▶ TEXT PASSAGE:

_____

While AR technology will continue to advance, it’s more important for organizations to get existing AR projects into production using existing technology.
While AR technology will continue to advance, it’s more important for organizations to get existing AR projects into production using existing technology. Any advancements that come down the road can be used to enhance these initial implementations. It is also important for organizations to think more broadly about the role of artificial intelligence, machine learning (ML), and AR in the contest of delivering digital experiences.
“While AR can play a key role in training and in the remediation efforts of manufacturing assets, if organizations combine AR with predictive maintenance efforts using ML, they can move from reactive or regularly scheduled maintenance to a pro-active approach that leverages digital twin technology for highly accurate predictions—taking into account different operating and environmental characteristics for each asset,” said Mark Troester, VP of Strategy at Progress. “Imaging using ML to automate an action, or to automatically schedule maintenance when a human is required. That human is notified as part of an integrated field service experience where a combination of conversational and AR is used to speed the corrective action. Organizations that take a broad view of these technologies aligned with business goals will achieve competitive differentiation in their markets.”
System integrators have a vital role to play in this sector.
The role of a system integrator
Steve Curran, Founder and Chief Creative Officer, Day 8 Studios pointed out that as digitally native consumers show support for retailers that offer technologies such as AR, retailers will in return seek out system integrators that offer them access to platforms like ROAR that have been designed specifically for the needs of brands and retailers. System Integrators can engage with ROAR at an enterprise level as a re-seller.

_____

▶ PROVIDED RECORDS:
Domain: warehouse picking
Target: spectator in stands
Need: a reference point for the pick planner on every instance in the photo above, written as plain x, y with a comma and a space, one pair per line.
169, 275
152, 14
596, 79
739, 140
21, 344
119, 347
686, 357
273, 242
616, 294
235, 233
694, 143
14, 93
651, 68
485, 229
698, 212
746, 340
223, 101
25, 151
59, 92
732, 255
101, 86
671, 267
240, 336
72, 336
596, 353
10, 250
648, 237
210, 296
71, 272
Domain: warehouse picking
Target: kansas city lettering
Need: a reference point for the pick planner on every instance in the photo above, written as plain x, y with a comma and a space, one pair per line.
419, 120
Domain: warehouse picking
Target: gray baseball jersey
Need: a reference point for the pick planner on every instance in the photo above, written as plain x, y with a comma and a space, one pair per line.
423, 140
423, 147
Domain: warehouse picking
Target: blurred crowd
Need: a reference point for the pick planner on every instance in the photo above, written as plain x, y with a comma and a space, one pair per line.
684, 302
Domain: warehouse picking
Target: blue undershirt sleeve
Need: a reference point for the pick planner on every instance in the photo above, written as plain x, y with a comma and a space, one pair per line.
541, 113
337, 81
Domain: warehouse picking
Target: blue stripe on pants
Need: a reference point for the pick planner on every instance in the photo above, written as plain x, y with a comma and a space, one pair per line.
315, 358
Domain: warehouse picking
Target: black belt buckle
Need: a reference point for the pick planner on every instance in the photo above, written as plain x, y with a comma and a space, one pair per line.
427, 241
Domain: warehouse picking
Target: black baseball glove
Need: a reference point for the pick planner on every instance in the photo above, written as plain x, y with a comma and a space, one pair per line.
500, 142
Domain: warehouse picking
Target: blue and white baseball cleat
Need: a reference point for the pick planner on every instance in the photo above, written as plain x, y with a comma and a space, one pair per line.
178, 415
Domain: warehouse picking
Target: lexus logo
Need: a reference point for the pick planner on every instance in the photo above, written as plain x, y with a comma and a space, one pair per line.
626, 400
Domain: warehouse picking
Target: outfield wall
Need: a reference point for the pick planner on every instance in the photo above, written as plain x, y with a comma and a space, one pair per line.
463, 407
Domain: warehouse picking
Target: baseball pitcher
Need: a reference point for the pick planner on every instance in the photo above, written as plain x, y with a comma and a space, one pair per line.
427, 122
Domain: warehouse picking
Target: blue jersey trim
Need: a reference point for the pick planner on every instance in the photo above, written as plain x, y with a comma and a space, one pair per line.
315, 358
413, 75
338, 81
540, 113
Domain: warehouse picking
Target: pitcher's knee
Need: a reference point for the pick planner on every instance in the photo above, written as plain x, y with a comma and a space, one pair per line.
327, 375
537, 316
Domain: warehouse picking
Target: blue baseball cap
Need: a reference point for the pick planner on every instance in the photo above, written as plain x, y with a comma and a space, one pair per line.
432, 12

_____

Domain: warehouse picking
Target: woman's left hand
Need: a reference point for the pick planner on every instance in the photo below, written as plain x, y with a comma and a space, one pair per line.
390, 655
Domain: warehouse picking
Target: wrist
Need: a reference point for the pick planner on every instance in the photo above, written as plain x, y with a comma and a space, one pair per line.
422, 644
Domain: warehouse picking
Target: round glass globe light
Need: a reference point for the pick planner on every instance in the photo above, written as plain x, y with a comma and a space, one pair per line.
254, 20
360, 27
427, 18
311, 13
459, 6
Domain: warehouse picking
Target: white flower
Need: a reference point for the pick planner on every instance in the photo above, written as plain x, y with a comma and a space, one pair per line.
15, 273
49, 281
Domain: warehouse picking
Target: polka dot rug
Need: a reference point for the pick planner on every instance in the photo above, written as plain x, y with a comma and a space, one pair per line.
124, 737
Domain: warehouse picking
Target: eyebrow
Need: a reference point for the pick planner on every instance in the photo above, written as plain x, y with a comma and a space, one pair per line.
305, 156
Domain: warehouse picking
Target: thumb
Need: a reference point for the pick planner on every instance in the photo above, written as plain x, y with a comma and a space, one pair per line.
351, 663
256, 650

_____

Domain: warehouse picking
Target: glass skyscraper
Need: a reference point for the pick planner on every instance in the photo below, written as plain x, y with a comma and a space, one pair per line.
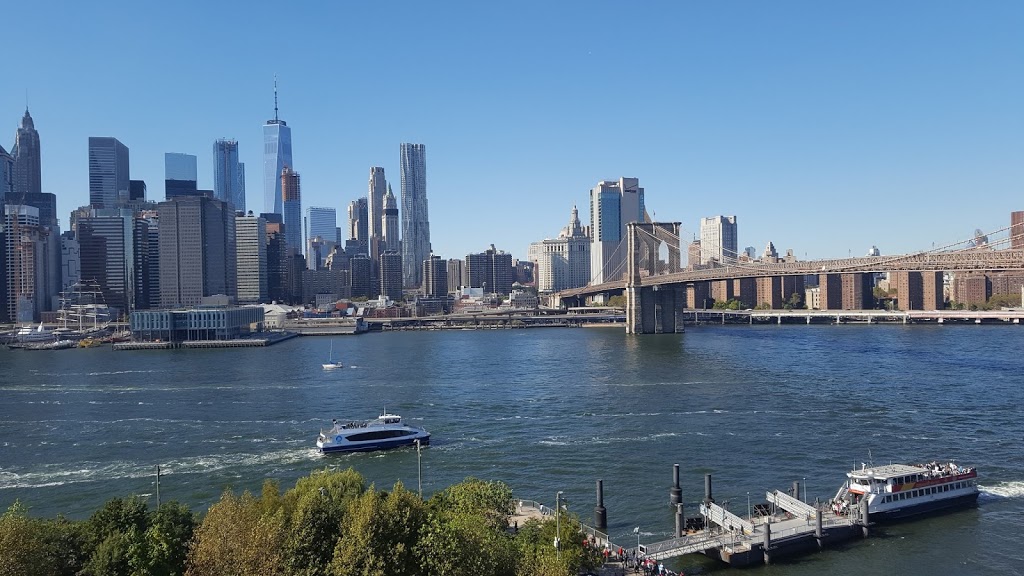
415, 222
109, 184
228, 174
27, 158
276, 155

_____

▶ PROBLEMS TO SOLVE:
1 > In the AR article, why should organizations put existing AR projects into production with current technology instead of waiting for it to advance? Answer in one to three sentences.
2 > According to the AR article, how can system integrators engage with ROAR?

▶ COMPLETE ANSWERS:
1 > Any advancements that arrive later can be used to enhance those first implementations, so there is no need to wait.

2 > They can engage with ROAR at an enterprise level as a re-seller.